OBJETIVO DEL EJERCICIO
Localiza en los datos de abajo cada línea que contenga la palabra "front" y cópiala completa. Se distinguen mayúsculas y minúsculas.

ENTRADAS DE DATOS
──────

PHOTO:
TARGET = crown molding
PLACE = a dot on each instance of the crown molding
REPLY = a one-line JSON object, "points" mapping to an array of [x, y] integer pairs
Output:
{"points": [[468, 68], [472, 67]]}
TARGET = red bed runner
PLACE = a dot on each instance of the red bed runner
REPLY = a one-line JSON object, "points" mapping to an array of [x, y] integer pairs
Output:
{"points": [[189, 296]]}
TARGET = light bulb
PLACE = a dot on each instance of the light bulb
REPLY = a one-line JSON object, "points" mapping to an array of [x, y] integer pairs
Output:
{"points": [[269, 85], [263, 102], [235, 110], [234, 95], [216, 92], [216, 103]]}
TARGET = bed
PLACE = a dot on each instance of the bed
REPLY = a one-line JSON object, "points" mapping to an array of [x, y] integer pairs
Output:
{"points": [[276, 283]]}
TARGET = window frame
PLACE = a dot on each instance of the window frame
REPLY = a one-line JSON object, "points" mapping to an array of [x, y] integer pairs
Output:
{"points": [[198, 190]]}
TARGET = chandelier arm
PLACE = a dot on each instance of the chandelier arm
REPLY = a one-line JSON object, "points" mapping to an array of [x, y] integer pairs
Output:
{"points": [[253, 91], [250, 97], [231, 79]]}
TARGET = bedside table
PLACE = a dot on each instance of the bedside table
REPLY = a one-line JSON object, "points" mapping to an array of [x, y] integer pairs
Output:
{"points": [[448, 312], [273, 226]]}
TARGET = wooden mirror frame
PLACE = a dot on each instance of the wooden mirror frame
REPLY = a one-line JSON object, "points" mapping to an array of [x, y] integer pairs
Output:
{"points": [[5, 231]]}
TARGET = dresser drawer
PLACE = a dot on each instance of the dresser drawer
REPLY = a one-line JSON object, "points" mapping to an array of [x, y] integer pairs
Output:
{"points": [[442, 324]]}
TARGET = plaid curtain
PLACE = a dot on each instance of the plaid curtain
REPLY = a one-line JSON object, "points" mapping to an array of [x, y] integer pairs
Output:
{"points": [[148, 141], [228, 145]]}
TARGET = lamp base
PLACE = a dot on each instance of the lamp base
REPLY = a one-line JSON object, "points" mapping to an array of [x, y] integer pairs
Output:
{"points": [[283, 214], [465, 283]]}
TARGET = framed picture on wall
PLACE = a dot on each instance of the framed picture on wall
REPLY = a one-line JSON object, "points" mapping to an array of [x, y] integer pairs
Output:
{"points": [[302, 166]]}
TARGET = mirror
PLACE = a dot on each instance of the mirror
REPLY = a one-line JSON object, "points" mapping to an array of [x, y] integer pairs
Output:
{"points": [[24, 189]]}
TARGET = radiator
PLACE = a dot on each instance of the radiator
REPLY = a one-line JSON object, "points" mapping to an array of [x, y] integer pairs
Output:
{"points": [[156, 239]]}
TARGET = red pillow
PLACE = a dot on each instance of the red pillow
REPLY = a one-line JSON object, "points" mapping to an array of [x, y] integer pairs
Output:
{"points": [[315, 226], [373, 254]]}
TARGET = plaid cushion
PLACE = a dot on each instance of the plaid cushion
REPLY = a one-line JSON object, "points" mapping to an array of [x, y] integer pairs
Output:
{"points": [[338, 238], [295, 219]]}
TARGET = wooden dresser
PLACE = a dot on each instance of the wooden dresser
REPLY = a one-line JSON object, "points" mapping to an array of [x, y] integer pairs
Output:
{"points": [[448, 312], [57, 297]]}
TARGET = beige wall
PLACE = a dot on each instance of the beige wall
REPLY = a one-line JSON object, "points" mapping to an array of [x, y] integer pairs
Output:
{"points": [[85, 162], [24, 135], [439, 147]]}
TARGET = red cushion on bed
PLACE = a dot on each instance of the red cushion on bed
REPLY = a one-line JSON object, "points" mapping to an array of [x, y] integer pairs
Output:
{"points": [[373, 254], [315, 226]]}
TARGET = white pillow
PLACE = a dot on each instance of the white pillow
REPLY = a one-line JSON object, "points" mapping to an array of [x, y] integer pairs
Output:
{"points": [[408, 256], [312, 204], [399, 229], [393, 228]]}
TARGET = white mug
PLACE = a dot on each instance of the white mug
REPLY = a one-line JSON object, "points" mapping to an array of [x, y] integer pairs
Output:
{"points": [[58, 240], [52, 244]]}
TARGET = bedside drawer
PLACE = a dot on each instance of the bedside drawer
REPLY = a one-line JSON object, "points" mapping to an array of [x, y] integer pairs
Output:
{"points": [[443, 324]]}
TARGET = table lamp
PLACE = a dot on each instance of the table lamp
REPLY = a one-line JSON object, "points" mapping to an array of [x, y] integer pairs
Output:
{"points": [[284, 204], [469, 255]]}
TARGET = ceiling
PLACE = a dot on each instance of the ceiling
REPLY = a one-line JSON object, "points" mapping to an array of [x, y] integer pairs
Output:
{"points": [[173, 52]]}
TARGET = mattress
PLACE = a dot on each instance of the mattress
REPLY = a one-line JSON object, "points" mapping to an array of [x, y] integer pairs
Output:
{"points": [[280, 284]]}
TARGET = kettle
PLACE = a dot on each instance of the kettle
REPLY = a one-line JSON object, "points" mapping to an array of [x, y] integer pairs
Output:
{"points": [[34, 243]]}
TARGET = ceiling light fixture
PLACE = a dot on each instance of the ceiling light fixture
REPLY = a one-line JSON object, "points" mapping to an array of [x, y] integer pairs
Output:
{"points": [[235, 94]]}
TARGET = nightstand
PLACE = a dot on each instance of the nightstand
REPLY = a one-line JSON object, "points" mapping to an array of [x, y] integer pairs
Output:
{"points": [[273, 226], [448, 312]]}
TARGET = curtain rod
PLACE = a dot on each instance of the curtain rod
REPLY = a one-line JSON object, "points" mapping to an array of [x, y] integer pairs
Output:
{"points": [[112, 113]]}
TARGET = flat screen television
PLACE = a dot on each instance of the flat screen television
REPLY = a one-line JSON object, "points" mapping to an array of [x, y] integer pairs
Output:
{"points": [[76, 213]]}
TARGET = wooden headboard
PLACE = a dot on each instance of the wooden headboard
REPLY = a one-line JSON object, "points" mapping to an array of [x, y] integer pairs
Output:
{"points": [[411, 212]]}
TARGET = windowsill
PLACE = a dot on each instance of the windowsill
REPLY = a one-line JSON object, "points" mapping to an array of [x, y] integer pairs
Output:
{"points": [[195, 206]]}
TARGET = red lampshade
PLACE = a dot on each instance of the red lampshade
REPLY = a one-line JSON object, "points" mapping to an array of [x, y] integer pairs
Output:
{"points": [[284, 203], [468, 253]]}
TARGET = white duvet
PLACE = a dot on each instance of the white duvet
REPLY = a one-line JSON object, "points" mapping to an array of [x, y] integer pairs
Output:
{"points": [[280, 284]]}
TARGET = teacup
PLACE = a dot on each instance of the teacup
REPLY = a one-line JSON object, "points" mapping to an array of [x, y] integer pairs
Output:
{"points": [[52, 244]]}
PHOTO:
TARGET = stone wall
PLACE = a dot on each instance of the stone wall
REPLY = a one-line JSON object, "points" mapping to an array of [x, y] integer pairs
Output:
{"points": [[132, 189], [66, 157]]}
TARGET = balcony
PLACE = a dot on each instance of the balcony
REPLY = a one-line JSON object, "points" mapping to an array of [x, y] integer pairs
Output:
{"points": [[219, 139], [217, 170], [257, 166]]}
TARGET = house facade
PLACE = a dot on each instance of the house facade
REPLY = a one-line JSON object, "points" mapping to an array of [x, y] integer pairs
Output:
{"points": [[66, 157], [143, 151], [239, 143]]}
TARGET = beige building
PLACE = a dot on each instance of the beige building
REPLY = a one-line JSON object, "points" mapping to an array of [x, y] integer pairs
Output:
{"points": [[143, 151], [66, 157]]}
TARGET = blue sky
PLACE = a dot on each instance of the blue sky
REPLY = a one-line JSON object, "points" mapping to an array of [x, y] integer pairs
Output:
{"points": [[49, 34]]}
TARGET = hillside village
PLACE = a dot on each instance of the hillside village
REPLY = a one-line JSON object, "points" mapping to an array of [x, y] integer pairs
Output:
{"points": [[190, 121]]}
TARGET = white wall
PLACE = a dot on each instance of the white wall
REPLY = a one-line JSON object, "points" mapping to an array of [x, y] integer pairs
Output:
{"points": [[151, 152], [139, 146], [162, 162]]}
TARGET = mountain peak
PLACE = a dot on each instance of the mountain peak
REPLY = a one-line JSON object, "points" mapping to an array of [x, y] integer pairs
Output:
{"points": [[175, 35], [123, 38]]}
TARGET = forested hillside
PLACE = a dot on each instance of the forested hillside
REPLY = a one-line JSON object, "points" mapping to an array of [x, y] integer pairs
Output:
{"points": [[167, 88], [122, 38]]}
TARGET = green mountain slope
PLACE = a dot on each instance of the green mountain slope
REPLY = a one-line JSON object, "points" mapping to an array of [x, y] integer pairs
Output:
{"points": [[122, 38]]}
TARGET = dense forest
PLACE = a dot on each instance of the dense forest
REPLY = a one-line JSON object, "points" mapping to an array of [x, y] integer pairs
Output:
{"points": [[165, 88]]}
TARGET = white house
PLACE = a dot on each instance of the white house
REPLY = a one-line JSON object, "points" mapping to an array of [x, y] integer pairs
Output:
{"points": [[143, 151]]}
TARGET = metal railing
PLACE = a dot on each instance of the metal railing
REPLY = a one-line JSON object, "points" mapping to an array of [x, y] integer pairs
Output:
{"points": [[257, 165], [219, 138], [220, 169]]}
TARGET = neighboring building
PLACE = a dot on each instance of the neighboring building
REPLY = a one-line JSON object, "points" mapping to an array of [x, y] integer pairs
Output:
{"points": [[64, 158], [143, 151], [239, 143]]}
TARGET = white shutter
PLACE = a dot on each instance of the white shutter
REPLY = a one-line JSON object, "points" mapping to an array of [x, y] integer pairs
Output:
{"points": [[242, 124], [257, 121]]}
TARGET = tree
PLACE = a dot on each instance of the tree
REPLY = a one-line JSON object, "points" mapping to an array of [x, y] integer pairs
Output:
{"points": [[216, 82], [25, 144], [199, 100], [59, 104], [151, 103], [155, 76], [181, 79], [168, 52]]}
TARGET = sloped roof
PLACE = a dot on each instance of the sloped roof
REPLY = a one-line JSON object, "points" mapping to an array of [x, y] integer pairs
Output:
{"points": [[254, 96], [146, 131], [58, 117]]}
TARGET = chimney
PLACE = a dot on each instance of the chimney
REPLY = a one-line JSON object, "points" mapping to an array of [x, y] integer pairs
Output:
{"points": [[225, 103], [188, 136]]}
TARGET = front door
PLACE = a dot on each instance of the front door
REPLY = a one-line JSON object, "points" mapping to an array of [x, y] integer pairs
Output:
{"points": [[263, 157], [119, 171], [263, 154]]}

──────

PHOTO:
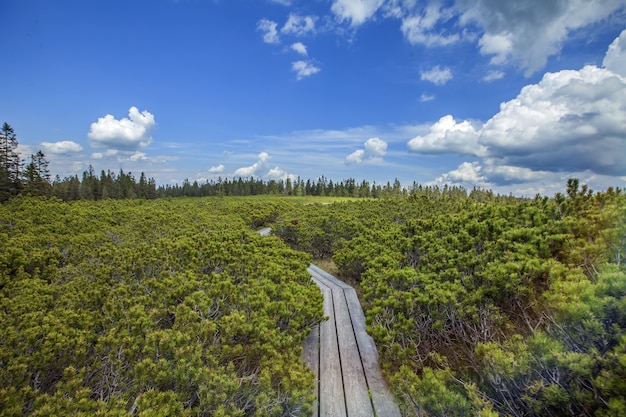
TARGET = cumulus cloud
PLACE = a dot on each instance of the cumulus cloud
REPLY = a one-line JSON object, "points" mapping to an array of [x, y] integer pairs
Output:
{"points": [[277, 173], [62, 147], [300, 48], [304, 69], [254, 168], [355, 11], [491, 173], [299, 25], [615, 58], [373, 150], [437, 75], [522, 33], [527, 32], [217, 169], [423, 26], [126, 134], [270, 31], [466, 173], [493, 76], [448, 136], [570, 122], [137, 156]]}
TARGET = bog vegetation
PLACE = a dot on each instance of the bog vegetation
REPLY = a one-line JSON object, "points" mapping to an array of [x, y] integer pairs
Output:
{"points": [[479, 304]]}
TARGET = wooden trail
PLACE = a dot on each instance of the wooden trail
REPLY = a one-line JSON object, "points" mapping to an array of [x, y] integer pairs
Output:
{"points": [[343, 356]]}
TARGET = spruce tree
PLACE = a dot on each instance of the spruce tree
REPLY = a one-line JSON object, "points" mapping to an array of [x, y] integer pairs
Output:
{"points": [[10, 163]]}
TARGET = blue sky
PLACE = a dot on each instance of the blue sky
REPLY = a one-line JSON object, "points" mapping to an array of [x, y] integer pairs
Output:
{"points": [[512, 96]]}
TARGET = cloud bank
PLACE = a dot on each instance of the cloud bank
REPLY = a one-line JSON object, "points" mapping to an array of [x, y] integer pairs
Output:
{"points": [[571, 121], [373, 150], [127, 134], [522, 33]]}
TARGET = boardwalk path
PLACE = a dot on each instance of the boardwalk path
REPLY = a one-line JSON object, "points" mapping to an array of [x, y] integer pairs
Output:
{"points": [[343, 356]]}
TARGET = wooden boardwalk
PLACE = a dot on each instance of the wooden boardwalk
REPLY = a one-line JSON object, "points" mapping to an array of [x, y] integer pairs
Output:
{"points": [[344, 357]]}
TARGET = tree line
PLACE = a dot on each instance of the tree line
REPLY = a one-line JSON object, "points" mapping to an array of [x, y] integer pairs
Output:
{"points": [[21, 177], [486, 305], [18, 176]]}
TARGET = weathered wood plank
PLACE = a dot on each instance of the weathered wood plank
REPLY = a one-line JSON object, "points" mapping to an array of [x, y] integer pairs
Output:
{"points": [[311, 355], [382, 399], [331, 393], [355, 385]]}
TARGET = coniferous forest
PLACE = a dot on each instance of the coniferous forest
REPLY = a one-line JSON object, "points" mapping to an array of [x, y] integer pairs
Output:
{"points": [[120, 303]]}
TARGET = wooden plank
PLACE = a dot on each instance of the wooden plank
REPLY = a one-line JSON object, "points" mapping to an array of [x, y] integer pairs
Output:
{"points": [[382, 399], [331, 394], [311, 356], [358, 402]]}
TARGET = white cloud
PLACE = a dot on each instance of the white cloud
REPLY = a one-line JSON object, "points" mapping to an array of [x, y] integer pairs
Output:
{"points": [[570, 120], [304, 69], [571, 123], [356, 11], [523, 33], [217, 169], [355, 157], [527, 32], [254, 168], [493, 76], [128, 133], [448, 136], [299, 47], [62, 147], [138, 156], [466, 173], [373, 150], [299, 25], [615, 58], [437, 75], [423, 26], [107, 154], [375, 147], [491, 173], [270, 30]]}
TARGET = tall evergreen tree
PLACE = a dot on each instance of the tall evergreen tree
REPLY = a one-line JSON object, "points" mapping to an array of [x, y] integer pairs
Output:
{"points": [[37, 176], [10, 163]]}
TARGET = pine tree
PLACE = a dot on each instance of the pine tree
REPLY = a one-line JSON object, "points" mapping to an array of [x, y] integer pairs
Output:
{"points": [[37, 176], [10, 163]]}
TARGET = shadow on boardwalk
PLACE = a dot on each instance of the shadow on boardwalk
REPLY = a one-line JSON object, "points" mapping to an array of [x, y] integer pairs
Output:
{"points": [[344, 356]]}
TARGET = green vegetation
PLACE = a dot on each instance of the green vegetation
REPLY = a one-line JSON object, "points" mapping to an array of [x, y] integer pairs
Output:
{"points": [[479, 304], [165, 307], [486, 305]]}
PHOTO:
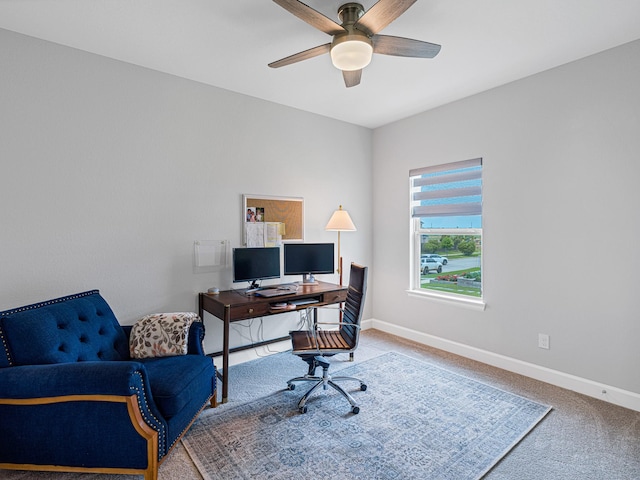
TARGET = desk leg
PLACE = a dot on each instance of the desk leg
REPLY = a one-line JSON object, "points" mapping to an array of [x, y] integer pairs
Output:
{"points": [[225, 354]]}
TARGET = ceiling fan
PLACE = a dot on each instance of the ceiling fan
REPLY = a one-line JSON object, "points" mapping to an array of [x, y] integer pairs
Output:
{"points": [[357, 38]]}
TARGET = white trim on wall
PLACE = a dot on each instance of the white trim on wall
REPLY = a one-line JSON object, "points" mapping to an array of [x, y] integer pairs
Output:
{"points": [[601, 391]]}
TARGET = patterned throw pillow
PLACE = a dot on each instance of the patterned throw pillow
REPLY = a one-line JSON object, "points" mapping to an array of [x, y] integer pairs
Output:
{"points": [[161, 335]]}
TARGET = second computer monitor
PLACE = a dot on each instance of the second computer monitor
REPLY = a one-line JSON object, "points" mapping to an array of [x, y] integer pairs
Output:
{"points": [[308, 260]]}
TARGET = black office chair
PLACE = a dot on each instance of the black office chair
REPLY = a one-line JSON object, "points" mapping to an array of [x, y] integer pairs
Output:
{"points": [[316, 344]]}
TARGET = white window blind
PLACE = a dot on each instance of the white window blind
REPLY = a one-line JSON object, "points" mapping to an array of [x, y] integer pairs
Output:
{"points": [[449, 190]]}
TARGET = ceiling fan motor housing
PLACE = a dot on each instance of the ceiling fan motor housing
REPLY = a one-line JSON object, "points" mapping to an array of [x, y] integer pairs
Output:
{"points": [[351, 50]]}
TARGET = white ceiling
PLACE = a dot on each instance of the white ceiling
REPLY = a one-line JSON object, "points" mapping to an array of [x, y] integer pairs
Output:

──────

RESPUESTA AL PROBLEMA
TARGET = front door
PLACE = a dot on each instance of the front door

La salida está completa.